Data items:
- - -

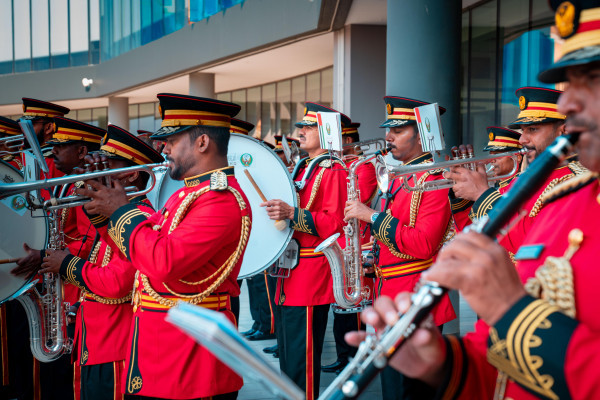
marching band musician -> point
(539, 332)
(500, 140)
(540, 123)
(191, 250)
(367, 185)
(304, 297)
(261, 311)
(106, 278)
(9, 128)
(72, 141)
(42, 114)
(411, 228)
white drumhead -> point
(266, 243)
(18, 227)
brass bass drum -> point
(266, 244)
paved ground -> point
(254, 390)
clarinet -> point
(373, 353)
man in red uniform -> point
(42, 114)
(72, 141)
(367, 185)
(501, 140)
(535, 339)
(540, 123)
(303, 298)
(106, 279)
(412, 226)
(8, 129)
(191, 250)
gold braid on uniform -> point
(553, 283)
(315, 188)
(105, 261)
(415, 202)
(224, 270)
(575, 167)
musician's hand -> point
(356, 209)
(53, 260)
(28, 265)
(278, 209)
(424, 353)
(105, 200)
(468, 184)
(482, 270)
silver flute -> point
(374, 353)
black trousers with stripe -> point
(300, 341)
(261, 303)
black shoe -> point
(271, 350)
(249, 332)
(336, 367)
(258, 335)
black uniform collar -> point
(198, 179)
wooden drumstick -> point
(279, 225)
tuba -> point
(349, 289)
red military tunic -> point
(320, 214)
(544, 353)
(411, 233)
(162, 361)
(105, 314)
(79, 236)
(520, 226)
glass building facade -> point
(45, 34)
(504, 46)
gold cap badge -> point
(565, 19)
(522, 102)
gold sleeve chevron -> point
(122, 224)
(303, 222)
(529, 344)
(484, 203)
(384, 229)
(71, 271)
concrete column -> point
(118, 111)
(202, 84)
(423, 56)
(359, 76)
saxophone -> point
(46, 311)
(346, 264)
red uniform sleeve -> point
(327, 217)
(423, 240)
(207, 226)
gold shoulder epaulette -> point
(577, 168)
(569, 186)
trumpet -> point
(389, 173)
(11, 189)
(12, 145)
(374, 353)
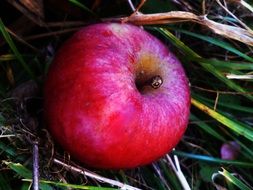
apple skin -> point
(93, 107)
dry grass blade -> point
(160, 18)
(95, 176)
(227, 31)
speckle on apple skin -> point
(94, 109)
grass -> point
(221, 107)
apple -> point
(116, 97)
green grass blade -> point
(195, 57)
(4, 183)
(230, 65)
(222, 104)
(219, 43)
(234, 180)
(228, 82)
(72, 186)
(206, 128)
(212, 159)
(7, 57)
(233, 125)
(15, 50)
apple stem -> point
(156, 81)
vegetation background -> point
(212, 38)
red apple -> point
(116, 97)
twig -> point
(95, 176)
(35, 166)
(242, 77)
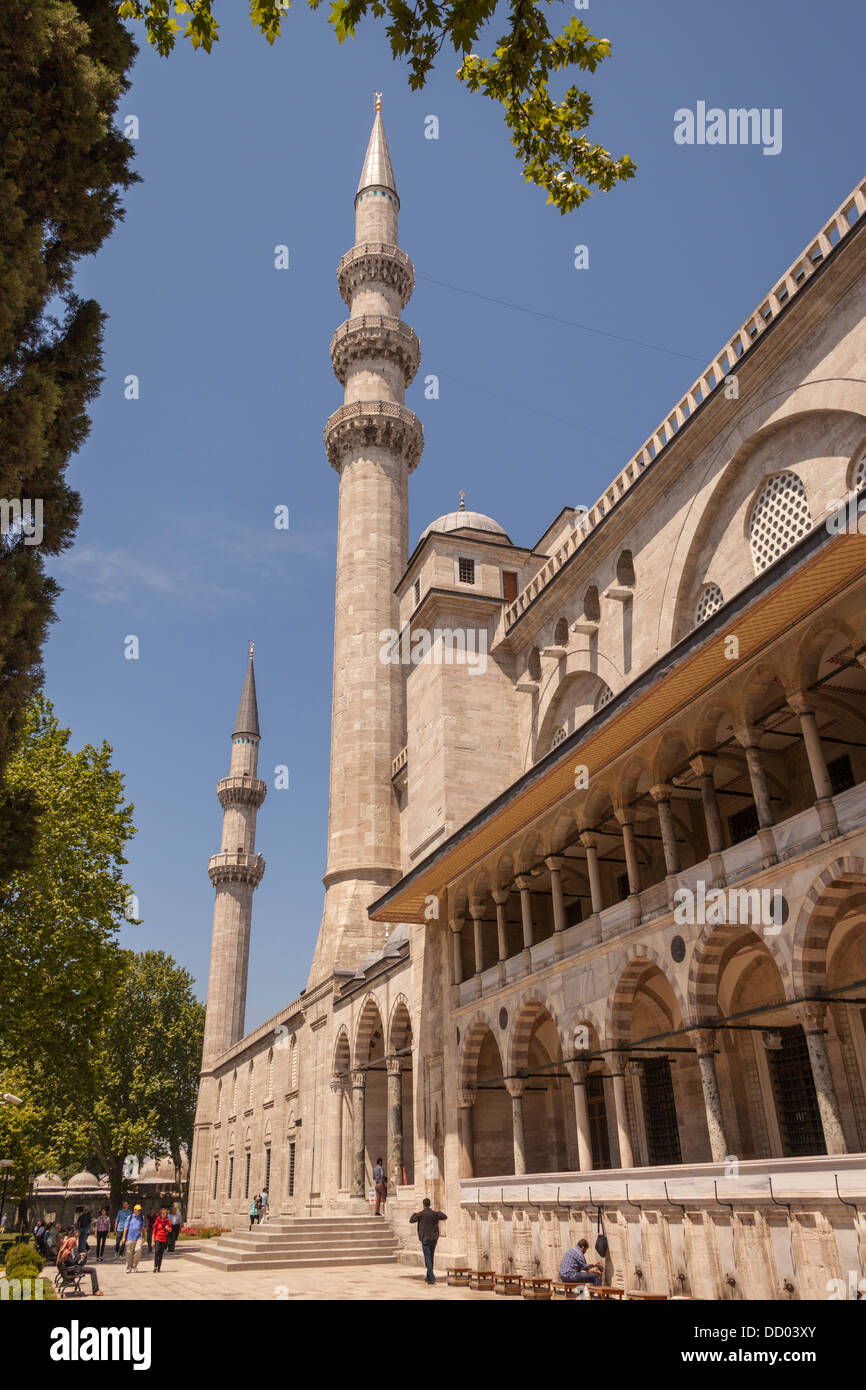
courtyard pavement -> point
(186, 1279)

- - -

_DIRECTIONS FOR THIS TASK_. Could you give every line of the data again, from the line containing "trumpet -> point" through the end of the data, with 93 added to each number in the point coordinates and all other lines kept as they are? Omit the pictures from your answer.

_WRITTEN ANSWER_.
trumpet -> point
(482, 266)
(104, 282)
(105, 238)
(467, 446)
apple skin -> point
(186, 200)
dry grass blade -> point
(253, 111)
(188, 269)
(320, 124)
speckle on apple skin -> point
(187, 202)
grass -> point
(314, 200)
apple -> point
(209, 190)
green grass blade -> point
(288, 150)
(97, 276)
(323, 158)
(315, 197)
(312, 136)
(327, 273)
(321, 175)
(165, 279)
(299, 221)
(305, 252)
(100, 150)
(326, 218)
(108, 143)
apple stem -> point
(249, 174)
vegetation background -> point
(305, 131)
red apple -> point
(209, 190)
twig -> point
(188, 269)
(128, 259)
(335, 170)
courtyard pavement -> point
(279, 1372)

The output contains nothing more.